In the introduction to this Firebreak series on how foundations fund activists, I noted there were a wide variety of foundations: from generous endowments to publicly funded humanitarian organizations to donor-advised money mills. Many do due diligence and cooperate with their recipients to ensure that the funds are well used. The money mills, though, just take money from a secret donor or interest group, wash it clean of any fingerprints, and, according to the advice of the donor, pass it on to the targeted recipient (minus a hefty laundering fee for the fund manager).
Donor-advised funds allow activist groups to receive unlimited donations from undisclosed sources. This is important in cases where an NGO, activist, researcher or tort law firm is acting on behalf of the interests of the funders (ie, shilling) and where disclosure of the source might discredit the campaign outcome or reveal a conflict of interest. It allows the NGOs to more easily deceive their public.
This non-disclosure is a sacred part of the donor-advised money mill. If a donor with an interest has no problem having the donation made public, then the funds would be given directly to the recipient rather than paying fees to have the financial source “purified”. It is essentially dark money but unlike mob money in brown envelopes, it is tax deductible. Donor-advised funds are not at all transparent, deceptive and, I would argue, unethical. Since it hides sources of influence, it should be illegal.
In the case of the NGO, US Right to Know, we can also add: hypocritical.

INPUT DATA:
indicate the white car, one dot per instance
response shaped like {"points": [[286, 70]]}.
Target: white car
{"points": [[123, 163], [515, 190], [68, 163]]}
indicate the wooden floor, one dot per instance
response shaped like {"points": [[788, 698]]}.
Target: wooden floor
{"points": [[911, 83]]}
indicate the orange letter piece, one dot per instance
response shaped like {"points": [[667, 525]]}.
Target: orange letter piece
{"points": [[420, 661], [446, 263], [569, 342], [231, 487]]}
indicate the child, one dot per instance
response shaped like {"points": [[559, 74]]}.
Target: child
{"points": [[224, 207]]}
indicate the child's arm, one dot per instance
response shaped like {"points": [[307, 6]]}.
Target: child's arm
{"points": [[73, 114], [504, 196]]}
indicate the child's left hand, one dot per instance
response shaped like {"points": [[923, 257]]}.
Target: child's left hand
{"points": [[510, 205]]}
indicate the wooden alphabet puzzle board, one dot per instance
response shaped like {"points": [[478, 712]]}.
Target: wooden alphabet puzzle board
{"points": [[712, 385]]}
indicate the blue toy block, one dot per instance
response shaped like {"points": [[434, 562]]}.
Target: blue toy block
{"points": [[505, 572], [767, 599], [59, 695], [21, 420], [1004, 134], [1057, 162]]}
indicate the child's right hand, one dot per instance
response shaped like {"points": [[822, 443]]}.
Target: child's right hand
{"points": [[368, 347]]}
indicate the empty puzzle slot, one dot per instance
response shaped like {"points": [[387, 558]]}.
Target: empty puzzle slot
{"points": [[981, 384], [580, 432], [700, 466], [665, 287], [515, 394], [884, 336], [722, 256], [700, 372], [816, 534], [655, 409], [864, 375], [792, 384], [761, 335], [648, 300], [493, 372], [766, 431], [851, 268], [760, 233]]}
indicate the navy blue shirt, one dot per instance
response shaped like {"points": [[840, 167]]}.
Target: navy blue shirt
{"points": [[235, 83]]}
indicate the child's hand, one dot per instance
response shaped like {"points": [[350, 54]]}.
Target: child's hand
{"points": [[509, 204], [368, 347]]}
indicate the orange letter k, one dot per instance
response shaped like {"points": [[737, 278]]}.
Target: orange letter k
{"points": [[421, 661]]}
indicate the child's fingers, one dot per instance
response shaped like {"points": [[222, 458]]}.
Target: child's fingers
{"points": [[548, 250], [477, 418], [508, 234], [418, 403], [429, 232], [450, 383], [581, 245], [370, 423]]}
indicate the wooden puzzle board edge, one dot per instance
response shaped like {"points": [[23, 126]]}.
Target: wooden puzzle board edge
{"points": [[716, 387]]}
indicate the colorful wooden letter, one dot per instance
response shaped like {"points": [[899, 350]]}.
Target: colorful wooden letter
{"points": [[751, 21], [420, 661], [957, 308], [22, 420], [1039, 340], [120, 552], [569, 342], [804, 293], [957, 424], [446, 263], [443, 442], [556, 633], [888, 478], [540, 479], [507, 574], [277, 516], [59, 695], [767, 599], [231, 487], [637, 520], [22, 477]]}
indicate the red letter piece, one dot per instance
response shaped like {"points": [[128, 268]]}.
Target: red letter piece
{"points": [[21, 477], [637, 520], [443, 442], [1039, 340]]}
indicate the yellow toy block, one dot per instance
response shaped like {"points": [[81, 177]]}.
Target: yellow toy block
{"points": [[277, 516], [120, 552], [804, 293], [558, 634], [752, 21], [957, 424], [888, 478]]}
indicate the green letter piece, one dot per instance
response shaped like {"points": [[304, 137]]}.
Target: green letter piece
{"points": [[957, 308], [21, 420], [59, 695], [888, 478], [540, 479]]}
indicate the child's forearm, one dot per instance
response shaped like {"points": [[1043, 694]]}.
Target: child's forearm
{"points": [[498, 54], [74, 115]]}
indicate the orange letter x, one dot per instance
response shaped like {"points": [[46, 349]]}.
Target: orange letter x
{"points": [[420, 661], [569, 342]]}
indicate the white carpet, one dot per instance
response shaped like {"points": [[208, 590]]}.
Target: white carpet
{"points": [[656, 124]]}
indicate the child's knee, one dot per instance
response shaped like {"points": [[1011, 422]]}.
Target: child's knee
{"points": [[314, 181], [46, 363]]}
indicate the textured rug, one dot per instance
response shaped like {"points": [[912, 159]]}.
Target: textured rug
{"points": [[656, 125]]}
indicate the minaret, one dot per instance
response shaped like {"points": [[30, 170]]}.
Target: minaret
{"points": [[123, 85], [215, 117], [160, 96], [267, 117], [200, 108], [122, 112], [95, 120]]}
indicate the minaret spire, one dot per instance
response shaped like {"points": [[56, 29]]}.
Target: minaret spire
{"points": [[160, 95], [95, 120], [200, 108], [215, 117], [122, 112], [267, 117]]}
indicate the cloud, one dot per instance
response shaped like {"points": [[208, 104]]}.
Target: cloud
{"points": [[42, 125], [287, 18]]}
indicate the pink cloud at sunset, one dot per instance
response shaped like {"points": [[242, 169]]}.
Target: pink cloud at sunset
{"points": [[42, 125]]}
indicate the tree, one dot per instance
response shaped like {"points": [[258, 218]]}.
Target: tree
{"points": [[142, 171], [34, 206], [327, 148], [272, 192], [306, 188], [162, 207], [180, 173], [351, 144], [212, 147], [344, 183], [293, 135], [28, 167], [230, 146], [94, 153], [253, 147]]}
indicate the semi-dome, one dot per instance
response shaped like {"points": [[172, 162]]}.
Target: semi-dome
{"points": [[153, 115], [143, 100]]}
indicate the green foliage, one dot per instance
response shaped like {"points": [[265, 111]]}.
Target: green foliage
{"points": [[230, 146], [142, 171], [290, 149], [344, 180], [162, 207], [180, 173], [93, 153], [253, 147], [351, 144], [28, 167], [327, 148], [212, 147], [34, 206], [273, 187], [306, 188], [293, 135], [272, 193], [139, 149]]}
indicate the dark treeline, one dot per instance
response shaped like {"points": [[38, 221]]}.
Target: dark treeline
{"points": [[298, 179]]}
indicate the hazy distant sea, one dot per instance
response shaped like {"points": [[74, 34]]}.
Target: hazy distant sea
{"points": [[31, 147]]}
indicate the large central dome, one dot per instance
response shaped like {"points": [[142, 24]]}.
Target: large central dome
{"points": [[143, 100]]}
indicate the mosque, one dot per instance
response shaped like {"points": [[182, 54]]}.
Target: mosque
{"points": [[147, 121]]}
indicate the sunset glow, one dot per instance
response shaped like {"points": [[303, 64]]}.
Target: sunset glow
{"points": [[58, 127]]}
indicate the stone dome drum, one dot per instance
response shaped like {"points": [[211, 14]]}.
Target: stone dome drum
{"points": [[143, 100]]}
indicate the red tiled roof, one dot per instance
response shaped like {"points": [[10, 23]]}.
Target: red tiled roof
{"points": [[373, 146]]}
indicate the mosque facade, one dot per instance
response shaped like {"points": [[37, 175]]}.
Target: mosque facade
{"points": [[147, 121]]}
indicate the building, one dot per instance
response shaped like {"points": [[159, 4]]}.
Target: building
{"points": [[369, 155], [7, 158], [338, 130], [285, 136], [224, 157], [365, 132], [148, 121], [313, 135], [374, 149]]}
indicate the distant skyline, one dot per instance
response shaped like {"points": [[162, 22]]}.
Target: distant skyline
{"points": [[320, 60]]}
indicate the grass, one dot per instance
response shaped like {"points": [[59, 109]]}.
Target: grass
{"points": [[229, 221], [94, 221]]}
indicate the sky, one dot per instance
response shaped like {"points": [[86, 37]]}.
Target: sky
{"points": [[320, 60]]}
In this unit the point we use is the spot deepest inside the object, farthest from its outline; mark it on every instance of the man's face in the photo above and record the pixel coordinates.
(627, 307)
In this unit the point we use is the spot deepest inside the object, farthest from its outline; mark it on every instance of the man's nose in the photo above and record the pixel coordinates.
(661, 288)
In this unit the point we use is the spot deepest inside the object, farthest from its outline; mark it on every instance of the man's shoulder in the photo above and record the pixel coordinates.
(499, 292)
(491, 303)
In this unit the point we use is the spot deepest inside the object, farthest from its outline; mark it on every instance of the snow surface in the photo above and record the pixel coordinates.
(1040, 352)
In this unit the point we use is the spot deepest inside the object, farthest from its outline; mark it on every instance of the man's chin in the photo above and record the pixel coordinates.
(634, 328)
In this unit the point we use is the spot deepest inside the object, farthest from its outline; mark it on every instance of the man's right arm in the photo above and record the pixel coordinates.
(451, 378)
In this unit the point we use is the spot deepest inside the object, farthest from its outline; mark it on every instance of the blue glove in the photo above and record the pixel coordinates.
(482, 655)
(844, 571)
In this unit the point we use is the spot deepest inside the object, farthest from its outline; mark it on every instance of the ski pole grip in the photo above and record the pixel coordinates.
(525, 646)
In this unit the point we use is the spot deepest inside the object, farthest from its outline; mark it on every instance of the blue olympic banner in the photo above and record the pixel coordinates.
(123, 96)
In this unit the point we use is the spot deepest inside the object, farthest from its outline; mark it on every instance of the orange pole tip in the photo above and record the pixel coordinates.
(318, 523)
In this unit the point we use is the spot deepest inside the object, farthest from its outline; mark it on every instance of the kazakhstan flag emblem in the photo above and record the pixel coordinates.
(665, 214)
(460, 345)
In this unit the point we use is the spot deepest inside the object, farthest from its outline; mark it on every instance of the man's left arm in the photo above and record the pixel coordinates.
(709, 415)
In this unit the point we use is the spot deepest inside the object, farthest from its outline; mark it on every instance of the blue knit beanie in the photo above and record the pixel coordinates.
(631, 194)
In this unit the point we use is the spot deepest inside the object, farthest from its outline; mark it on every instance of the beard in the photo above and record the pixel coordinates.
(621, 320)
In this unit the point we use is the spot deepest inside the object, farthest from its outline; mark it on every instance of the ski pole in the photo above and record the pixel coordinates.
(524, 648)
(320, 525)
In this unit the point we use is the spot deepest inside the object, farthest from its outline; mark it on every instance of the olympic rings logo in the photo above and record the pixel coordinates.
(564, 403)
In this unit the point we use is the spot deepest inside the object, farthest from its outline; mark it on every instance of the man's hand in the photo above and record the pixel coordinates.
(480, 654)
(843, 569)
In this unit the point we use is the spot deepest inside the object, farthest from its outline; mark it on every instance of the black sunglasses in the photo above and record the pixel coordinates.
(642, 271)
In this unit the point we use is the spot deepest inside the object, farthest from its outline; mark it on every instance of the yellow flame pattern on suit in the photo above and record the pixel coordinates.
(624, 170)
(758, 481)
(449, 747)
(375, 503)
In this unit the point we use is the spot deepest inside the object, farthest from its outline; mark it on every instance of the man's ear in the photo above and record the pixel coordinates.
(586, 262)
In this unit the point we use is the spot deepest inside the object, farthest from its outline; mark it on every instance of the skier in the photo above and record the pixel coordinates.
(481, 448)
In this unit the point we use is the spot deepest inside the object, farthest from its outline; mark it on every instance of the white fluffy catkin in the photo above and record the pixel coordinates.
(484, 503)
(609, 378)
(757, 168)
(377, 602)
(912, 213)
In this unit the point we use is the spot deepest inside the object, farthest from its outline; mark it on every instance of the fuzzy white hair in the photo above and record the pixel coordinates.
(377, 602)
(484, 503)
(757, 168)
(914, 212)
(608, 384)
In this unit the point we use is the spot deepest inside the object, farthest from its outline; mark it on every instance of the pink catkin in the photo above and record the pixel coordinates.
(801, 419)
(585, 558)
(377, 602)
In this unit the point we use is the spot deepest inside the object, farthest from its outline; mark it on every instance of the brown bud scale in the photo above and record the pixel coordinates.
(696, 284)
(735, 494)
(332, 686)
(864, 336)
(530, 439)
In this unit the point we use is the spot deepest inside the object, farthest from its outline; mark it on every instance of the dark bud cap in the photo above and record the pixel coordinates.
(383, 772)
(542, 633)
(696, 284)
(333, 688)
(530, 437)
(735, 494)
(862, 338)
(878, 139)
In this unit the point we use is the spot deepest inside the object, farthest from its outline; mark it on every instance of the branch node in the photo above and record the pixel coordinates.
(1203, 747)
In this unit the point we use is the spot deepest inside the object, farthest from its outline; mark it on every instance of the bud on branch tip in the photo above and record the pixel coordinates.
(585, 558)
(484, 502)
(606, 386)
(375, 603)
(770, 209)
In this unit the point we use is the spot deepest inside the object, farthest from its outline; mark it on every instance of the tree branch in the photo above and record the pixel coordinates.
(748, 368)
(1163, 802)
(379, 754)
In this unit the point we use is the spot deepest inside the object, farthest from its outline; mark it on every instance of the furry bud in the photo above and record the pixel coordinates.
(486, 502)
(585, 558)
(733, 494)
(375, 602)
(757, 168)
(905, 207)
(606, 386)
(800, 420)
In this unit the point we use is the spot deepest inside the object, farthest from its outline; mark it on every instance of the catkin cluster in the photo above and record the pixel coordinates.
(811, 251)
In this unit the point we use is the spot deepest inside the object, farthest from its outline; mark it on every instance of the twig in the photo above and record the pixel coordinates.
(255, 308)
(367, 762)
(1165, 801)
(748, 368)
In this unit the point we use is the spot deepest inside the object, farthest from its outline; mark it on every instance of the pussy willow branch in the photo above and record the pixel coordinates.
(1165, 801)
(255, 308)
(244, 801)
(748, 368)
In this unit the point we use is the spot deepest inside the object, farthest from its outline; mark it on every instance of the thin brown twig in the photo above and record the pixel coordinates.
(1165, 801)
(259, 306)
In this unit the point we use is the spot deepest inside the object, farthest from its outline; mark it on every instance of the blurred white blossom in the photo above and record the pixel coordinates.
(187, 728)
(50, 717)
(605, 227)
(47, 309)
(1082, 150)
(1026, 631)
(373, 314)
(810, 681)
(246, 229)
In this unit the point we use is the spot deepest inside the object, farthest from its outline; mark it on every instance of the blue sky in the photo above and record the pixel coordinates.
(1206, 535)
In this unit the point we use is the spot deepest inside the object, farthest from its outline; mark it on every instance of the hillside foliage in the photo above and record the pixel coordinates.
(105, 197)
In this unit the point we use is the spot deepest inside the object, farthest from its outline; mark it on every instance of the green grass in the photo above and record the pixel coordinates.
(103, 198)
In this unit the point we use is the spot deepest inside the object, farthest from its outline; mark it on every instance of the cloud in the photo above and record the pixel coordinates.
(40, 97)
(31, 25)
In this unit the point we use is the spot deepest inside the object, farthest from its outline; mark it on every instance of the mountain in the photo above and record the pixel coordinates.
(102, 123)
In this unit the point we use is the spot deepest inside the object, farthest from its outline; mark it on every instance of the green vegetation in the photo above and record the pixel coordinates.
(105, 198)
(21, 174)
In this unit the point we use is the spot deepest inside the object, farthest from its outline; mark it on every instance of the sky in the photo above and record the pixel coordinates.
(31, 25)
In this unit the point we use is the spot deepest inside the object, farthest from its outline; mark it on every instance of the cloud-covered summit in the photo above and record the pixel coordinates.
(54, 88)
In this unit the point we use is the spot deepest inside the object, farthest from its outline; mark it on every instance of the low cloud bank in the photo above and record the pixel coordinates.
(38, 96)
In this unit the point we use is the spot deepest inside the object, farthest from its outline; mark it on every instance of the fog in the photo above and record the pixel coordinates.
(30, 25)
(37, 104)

BRIEF: In the passage on donor-advised funds, what do money mills take out of a donation before passing it on to the targeted recipient?

WORKED SOLUTION: A hefty laundering fee for the fund manager.